▶ [SUPPLIED RECORDS]
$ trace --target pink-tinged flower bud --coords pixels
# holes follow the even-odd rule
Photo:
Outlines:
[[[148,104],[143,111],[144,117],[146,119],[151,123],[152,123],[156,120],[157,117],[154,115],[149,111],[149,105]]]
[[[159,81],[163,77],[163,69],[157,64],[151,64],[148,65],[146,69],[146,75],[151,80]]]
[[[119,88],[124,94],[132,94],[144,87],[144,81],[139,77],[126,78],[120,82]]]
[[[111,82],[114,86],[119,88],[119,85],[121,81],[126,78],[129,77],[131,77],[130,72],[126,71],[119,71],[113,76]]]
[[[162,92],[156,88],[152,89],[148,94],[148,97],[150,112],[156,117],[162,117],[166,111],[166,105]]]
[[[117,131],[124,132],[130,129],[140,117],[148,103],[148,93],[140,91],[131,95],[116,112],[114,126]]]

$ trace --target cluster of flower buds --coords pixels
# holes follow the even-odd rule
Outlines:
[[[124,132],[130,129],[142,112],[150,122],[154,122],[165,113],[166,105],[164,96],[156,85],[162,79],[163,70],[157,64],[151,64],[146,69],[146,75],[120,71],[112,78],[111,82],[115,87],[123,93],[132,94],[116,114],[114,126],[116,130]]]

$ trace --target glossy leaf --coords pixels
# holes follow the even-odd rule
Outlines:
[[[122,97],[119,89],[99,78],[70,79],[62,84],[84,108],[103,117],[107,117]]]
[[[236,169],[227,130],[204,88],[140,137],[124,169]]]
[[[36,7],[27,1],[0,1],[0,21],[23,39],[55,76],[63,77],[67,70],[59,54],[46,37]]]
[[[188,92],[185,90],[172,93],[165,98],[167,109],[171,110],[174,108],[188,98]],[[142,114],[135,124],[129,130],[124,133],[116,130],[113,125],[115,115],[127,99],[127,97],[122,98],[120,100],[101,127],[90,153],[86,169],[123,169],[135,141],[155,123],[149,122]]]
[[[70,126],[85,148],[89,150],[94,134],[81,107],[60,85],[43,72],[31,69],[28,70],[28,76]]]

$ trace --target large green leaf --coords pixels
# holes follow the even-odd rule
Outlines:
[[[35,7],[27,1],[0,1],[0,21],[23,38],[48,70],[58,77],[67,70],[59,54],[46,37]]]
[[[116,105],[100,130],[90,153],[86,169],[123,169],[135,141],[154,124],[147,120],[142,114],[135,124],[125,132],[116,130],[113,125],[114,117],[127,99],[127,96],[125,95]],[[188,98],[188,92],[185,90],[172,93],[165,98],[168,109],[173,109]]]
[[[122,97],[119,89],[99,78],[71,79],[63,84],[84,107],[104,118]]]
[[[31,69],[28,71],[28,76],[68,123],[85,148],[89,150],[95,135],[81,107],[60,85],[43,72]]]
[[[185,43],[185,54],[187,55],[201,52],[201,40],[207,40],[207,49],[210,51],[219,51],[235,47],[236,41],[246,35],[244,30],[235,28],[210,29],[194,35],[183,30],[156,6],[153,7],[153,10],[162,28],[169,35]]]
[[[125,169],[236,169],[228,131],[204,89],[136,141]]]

▶ [TASK DETAILS] Rewrite all the records above, swapping every "even-odd" for "nonzero" and leaving everything else untouched.

▶ [RESPONSE BELOW]
$ trace --target pink-tinged flower bud --coords pixels
# holes follow the nonzero rule
Photo:
Outlines:
[[[148,104],[143,111],[144,117],[146,119],[151,123],[152,123],[156,120],[157,117],[154,115],[149,111],[149,105]]]
[[[159,81],[163,77],[163,69],[157,64],[151,64],[148,65],[146,69],[146,75],[151,80]]]
[[[119,88],[124,94],[132,94],[144,87],[144,81],[139,77],[126,78],[120,82]]]
[[[111,82],[114,86],[119,88],[119,85],[121,81],[126,78],[129,77],[131,77],[130,72],[126,71],[119,71],[113,76]]]
[[[162,92],[156,88],[152,89],[148,94],[148,97],[150,112],[156,117],[162,117],[166,111],[166,105]]]
[[[117,131],[124,132],[130,129],[140,117],[148,103],[148,93],[140,91],[131,95],[116,112],[114,126]]]

$ trace --target cluster of flower buds --coords pixels
# holes follow the nonzero rule
Outlines:
[[[124,132],[130,129],[142,112],[150,122],[154,122],[165,113],[166,105],[164,96],[156,85],[162,79],[163,70],[157,64],[151,64],[146,69],[146,75],[120,71],[112,78],[111,82],[115,87],[123,93],[132,94],[116,114],[114,126],[116,130]]]

$ trace --target glossy leaf --coords pixels
# holes follow the nonzero rule
Outlines:
[[[122,97],[119,89],[99,78],[70,79],[62,84],[84,108],[103,117],[107,117]]]
[[[236,169],[227,130],[204,88],[140,137],[124,169]]]
[[[36,7],[27,1],[0,1],[0,21],[23,39],[55,76],[63,77],[67,70],[59,54],[46,37]]]
[[[188,92],[185,90],[172,93],[165,98],[167,109],[171,110],[174,108],[188,98]],[[142,114],[135,124],[129,130],[124,133],[116,130],[113,125],[115,115],[127,99],[127,97],[122,98],[120,100],[101,127],[90,153],[86,169],[123,169],[135,141],[155,123],[149,122]]]
[[[70,126],[85,148],[89,150],[94,134],[81,107],[60,85],[43,72],[31,69],[28,70],[28,76]]]

$ trace --target large green leaf --coords pixels
# holes follow the nonzero rule
Outlines:
[[[35,7],[27,1],[0,1],[0,21],[23,38],[48,70],[58,77],[67,70],[59,54],[46,37]]]
[[[116,105],[100,130],[90,153],[86,169],[123,169],[135,141],[154,124],[147,120],[142,114],[135,124],[125,132],[116,130],[113,125],[114,117],[127,99],[127,96],[125,95]],[[188,98],[188,92],[185,90],[172,93],[165,98],[168,109],[173,109]]]
[[[122,97],[119,89],[99,78],[71,79],[63,84],[84,107],[104,118]]]
[[[31,69],[28,71],[28,76],[68,123],[85,148],[89,150],[95,135],[81,107],[60,85],[43,72]]]
[[[185,43],[185,54],[187,55],[201,52],[201,40],[207,40],[207,49],[210,51],[219,51],[235,47],[236,41],[246,35],[244,30],[235,28],[210,29],[194,35],[183,30],[156,6],[153,7],[153,10],[162,28],[169,35]]]
[[[125,169],[236,169],[228,131],[204,89],[136,141]]]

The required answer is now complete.